**** DATA EXTRACTS ****

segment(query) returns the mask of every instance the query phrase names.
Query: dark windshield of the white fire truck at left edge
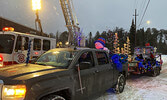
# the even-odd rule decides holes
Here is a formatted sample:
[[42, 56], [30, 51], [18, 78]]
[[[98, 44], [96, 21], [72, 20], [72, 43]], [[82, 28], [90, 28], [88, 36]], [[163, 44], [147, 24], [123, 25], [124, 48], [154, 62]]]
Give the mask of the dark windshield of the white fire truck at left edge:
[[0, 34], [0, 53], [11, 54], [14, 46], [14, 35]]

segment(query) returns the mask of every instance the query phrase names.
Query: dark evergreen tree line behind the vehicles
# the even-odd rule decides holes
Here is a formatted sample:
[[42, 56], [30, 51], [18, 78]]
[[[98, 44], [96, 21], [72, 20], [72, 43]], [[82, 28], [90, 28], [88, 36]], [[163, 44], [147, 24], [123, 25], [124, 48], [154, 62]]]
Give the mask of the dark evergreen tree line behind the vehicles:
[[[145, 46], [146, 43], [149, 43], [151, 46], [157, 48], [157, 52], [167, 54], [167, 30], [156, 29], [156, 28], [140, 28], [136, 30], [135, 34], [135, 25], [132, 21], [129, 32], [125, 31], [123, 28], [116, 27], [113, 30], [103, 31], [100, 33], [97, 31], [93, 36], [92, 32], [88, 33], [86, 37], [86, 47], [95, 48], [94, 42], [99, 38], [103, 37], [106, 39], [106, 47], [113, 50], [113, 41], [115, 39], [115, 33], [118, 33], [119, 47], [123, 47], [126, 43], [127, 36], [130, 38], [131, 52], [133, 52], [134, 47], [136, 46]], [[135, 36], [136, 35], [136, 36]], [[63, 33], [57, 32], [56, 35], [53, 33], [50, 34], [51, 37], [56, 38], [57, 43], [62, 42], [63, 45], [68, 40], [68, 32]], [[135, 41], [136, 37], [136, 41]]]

****

● EXERCISE PROMPT: Write every entry out again exactly, images omitted.

● ANSWER TO THIS PROBLEM:
segment(query) returns the mask of every instance the query phrase names.
Query: dark windshield of the white fire truck at left edge
# the even-odd rule decides holes
Here is a formatted sample:
[[42, 56], [30, 51], [18, 78]]
[[[98, 44], [96, 21], [72, 20], [72, 43]], [[82, 28], [90, 28], [88, 36]], [[163, 44], [147, 24], [123, 25], [124, 48], [154, 62]]]
Give the mask of the dark windshield of the white fire truck at left edge:
[[0, 34], [0, 53], [11, 54], [14, 46], [14, 35]]

segment(query) returns the mask of every instance the query phrase names.
Query: dark evergreen tree line behind the vehicles
# the even-odd rule decides holes
Here is a formatted sample:
[[42, 56], [30, 51], [18, 78]]
[[[98, 44], [96, 21], [72, 20], [72, 43]], [[82, 28], [90, 28], [88, 36]], [[163, 44], [147, 24], [123, 25], [124, 48], [154, 62]]]
Give the mask of the dark evergreen tree line behind the vehicles:
[[[145, 46], [146, 43], [149, 43], [151, 46], [157, 48], [157, 52], [167, 54], [167, 30], [156, 29], [156, 28], [140, 28], [136, 30], [135, 34], [135, 25], [132, 21], [129, 32], [125, 31], [123, 28], [116, 27], [113, 30], [103, 31], [100, 33], [97, 31], [93, 36], [92, 32], [88, 33], [86, 37], [86, 47], [95, 48], [94, 42], [99, 38], [103, 37], [106, 39], [106, 47], [113, 50], [113, 41], [115, 39], [115, 33], [118, 33], [119, 47], [123, 47], [126, 43], [127, 36], [130, 38], [131, 52], [133, 52], [134, 47], [136, 46]], [[135, 36], [136, 35], [136, 36]], [[63, 33], [57, 32], [56, 35], [53, 33], [50, 34], [51, 37], [56, 38], [57, 43], [62, 42], [63, 45], [68, 40], [68, 32]], [[135, 41], [136, 37], [136, 41]]]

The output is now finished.